▸ **Data under study**
------------------------------

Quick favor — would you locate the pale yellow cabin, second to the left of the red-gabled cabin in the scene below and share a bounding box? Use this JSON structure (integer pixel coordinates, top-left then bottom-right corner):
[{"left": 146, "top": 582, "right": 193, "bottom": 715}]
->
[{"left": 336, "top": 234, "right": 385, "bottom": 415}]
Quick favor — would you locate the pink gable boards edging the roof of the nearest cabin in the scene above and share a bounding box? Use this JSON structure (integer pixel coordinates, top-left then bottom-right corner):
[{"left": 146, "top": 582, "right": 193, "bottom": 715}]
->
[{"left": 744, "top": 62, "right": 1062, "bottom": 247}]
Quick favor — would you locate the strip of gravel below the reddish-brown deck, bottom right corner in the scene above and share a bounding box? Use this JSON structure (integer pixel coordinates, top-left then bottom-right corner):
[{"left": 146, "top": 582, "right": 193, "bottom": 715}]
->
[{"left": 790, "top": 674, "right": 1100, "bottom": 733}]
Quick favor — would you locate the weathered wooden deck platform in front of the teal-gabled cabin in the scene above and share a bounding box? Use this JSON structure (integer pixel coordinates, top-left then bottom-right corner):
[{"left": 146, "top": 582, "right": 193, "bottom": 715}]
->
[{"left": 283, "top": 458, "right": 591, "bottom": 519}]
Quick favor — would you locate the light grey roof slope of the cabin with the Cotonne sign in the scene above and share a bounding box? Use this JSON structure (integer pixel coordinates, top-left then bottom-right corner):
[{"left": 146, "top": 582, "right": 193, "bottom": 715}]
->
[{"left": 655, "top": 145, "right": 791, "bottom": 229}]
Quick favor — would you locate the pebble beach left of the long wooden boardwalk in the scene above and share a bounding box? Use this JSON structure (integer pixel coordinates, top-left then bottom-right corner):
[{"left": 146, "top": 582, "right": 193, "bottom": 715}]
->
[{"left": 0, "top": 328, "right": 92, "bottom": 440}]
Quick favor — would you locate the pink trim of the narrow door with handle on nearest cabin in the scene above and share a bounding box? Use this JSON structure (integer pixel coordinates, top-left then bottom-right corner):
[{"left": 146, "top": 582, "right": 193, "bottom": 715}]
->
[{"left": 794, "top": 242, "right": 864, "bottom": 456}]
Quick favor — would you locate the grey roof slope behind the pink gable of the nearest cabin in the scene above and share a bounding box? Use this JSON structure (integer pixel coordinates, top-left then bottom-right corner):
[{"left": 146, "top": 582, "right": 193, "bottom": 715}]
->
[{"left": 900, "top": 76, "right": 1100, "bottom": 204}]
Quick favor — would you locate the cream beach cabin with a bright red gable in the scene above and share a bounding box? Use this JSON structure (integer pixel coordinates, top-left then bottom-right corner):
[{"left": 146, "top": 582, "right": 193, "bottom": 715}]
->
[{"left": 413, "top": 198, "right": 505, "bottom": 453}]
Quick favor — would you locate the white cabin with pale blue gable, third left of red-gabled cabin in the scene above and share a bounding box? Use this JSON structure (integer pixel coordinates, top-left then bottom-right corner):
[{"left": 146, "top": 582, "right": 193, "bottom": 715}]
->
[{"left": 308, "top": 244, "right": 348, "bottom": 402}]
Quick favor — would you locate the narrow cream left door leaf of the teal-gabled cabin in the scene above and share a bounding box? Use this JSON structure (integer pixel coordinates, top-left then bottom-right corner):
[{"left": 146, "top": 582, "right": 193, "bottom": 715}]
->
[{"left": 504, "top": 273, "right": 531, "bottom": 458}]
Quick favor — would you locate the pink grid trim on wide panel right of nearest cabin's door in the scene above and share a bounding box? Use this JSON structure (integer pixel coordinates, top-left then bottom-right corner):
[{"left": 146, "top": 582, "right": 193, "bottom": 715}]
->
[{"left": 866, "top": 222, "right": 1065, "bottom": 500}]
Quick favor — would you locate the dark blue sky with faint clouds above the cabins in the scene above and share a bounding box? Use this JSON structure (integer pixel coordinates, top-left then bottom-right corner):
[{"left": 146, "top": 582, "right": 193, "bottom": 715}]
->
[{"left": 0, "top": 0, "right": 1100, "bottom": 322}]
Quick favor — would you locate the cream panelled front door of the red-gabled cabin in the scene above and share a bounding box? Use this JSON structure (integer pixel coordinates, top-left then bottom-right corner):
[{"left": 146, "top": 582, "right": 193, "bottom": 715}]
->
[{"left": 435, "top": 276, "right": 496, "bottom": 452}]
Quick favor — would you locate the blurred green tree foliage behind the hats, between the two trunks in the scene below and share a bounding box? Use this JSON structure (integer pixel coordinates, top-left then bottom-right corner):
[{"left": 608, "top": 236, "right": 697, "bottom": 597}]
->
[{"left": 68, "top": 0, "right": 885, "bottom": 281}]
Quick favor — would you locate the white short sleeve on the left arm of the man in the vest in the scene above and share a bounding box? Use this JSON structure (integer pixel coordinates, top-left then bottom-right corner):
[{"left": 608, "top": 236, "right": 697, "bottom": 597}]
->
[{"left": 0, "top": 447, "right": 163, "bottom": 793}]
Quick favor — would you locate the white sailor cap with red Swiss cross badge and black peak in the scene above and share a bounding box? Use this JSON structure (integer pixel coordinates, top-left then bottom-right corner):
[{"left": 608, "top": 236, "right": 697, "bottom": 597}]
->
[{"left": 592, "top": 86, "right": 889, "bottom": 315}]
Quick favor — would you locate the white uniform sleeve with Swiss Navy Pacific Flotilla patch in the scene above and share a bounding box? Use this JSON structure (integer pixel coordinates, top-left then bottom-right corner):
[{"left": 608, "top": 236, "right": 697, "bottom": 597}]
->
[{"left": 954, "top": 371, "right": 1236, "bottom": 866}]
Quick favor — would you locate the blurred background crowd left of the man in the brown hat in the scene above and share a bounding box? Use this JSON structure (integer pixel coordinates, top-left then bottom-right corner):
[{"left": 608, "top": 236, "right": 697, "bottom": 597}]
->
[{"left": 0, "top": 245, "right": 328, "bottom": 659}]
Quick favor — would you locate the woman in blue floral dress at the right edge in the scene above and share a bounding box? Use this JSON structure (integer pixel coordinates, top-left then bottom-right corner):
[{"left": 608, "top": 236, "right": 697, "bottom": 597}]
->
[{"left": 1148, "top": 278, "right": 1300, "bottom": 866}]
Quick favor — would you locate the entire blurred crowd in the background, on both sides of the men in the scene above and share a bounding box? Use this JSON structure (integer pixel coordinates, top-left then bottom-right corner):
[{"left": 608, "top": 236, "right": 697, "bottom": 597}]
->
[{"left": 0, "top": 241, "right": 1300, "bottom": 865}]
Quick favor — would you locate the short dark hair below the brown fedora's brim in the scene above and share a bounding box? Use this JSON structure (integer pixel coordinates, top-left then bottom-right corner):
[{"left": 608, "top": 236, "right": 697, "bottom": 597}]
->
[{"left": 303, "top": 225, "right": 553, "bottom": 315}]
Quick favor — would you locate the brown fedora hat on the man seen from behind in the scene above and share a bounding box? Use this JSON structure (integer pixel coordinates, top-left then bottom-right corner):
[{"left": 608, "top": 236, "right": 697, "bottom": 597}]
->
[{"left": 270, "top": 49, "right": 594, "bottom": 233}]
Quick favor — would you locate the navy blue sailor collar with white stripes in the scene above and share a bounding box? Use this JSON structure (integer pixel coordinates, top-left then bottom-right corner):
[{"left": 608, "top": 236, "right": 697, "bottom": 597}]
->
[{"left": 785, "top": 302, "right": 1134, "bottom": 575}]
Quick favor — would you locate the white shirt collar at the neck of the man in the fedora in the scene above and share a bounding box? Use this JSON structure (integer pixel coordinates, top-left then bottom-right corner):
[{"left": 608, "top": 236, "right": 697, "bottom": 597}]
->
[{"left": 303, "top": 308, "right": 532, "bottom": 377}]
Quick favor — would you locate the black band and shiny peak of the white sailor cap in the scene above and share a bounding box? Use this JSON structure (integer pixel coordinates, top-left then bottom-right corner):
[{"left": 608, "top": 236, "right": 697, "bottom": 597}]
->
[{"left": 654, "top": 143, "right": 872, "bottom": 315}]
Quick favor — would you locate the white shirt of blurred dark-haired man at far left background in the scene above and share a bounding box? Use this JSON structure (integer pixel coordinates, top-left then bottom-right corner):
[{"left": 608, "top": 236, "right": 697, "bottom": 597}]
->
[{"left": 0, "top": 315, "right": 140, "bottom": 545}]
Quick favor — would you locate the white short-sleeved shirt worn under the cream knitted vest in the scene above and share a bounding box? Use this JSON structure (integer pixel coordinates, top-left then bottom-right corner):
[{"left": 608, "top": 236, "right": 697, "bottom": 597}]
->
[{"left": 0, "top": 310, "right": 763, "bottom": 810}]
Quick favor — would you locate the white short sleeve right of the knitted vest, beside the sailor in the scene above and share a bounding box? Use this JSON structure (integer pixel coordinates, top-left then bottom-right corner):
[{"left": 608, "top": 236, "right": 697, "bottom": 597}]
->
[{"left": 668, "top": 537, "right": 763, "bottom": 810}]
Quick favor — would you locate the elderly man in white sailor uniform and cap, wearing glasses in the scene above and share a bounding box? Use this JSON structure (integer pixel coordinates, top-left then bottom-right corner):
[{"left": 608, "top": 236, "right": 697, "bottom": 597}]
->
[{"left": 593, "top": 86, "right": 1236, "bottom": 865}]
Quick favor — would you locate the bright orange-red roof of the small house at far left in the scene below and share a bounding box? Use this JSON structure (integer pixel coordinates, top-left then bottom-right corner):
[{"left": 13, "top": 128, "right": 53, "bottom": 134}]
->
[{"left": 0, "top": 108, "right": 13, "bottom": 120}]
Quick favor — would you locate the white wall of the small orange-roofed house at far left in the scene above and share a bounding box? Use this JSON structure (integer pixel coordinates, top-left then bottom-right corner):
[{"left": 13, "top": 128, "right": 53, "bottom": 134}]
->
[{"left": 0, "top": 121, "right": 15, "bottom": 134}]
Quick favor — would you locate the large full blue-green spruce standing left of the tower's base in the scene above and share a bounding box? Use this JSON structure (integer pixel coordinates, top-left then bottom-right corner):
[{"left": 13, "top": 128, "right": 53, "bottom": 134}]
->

------------------------------

▸ **Exercise instructions**
Within this listing, how many lines hold "gabled"? Give the number alone.

▸ **Response area**
5